DOCUMENT EXTRACT
— start —
Chart 3 makes this same point by ploting the Antidumping duty computed with zeroing against variance of U.S. price observations, with the U.S. price observations uniformly distributed. Chart 3 illustrates the important point that the antidumping duty with zeroing increases, certeris paribus, with the variance of the observations of U.S. price observations. This is because : A.) It the mean U.S. price is above normal value (no dumping without zeroing), a higher variance of U.S. price observations means a higher share of U.S. price observations below normal value, and B.) If the mean U.S. price is below normal value (dumping without zeroing), higher variance of U.S. prices means a larger share of U.S. price observations above normal value (and, therefore, a share of the U.S. price distribution truncated­and the average with zeroing reduced.)(13)

IV.) U.S. Antidumping Duties on Ball Bearings from Japan Computed With and Without Zeroing

As noted in Section II above, the United States and Japan were recently engaged in a dispute, under the auspices of the WTO, concerning the use of zeroing by the U.S. in an antidumping proceeding involving the import of 22 types of ball bearings from Japan. The Government of Japan, acting for the Japanese machine tool builders, submitted information about 21 of these 22 varieties that shows the antidumping margins found by the United States Department of Commerce (using zeroing), as well as a calculation of what the Japanese manufacturers believe the duties would have been, had zeroing not been used.(14) In Chart 4, the values of the antidumping duties with zeroing, and their purported values without zeroing are plotted against each other. The data plotted in Chart 4 combines observations on four varieties of bearings­ball bearings, tapered roller bearing, cylindrical roller bearings, and spherical plain bearings­from four firms.
— end —
According to the excerpt on zeroing in antidumping duties, which four varieties of bearings are combined in the data plotted in Chart 4? The listing plays no part in this exercise.

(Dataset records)
— start —
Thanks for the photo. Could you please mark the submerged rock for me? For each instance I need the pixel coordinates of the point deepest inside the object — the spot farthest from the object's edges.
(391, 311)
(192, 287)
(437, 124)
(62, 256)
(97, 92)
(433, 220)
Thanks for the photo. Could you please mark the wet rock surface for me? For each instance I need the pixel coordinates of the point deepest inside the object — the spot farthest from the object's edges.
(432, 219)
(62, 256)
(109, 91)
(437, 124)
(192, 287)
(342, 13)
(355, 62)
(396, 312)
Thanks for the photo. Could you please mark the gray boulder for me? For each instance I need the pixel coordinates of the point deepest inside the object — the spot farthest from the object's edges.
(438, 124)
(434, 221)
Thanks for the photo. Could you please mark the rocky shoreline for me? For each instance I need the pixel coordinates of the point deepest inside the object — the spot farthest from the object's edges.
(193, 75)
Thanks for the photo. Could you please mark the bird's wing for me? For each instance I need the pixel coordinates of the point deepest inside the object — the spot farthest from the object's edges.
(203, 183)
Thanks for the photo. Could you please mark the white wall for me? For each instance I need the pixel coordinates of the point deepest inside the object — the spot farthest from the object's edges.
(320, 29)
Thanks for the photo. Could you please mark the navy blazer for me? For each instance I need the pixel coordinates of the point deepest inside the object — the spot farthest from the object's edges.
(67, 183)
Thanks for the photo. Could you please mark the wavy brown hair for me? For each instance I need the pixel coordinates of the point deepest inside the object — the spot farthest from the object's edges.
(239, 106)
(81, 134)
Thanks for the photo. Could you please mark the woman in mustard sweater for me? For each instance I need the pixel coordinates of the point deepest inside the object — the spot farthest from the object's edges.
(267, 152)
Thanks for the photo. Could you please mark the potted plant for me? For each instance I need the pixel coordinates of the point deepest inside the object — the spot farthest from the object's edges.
— end —
SOLUTION TO THIS PROBLEM
Ball bearings, tapered roller bearings, cylindrical roller bearings, and spherical plain bearings.